Listed records:
┌──
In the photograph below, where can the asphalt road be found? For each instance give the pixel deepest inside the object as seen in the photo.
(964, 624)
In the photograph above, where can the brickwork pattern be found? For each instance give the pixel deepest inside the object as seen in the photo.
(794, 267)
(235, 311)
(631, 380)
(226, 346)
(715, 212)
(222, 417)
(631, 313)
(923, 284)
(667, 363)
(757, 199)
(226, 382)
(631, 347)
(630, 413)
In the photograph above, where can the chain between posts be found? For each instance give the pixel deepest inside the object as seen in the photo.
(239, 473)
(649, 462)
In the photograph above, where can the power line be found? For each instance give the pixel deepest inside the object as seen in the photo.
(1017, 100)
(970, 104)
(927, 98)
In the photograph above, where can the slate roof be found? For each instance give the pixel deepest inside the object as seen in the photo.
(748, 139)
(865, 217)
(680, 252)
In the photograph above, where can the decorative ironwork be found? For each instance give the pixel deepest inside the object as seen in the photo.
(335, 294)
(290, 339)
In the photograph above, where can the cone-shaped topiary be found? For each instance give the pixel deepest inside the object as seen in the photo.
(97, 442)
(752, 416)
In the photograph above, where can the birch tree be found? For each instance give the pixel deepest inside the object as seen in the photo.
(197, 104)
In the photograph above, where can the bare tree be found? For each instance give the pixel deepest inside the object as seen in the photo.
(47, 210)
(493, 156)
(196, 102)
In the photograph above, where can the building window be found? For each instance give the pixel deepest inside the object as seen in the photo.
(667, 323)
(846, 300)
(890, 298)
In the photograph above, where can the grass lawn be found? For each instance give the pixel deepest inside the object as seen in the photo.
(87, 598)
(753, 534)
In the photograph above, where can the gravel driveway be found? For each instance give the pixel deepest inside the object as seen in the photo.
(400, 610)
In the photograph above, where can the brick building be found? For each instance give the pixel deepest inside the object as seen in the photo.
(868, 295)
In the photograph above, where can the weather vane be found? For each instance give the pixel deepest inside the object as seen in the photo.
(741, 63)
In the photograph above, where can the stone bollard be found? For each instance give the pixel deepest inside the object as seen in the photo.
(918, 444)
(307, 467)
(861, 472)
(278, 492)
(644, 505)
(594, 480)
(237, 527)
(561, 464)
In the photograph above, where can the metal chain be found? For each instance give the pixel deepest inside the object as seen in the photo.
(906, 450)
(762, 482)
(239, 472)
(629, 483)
└──
Task statement: Only the line containing "In the photograph above, where can the birch" and the lines after it, through the end of the data, should be copied, exactly as they are.

Result:
In the photograph above, where can the birch tree be found? For each instance give the pixel deepest inside the object as seen in the photo.
(197, 104)
In the photograph above, where can the bare tree be found? For each instance give the pixel deepest inside the object as seen in the photo.
(47, 210)
(493, 156)
(196, 102)
In the photograph above, where can the building window be found? For each instance give the pixel deepest inside the object as seen in the photo.
(667, 323)
(846, 300)
(890, 298)
In the photograph above, where can the grass lawn be found? For each instance give the pixel deepest inside the object as seen in the photo.
(87, 598)
(753, 534)
In the photograph above, where can the gravel driveway be found? For each instance give the pixel deepest inside the object as seen in the photo.
(400, 610)
In the photograph above, where can the brick building be found? For each instance give the pixel deepest inside the object as seen in the photo.
(868, 295)
In the photograph above, where can the weather vane be found? For each instance give the pixel deepest inside the object as seen in the photo.
(741, 63)
In the photograph above, where can the stone bollard be found? For each instance give the pixel deepest inside the object as seen in the photo.
(918, 444)
(307, 467)
(861, 472)
(278, 492)
(644, 505)
(594, 480)
(237, 527)
(561, 464)
In the photograph above, where can the metal chain be found? For each instance give the pixel deepest inside the object as seen in the photo.
(906, 450)
(762, 482)
(239, 472)
(629, 483)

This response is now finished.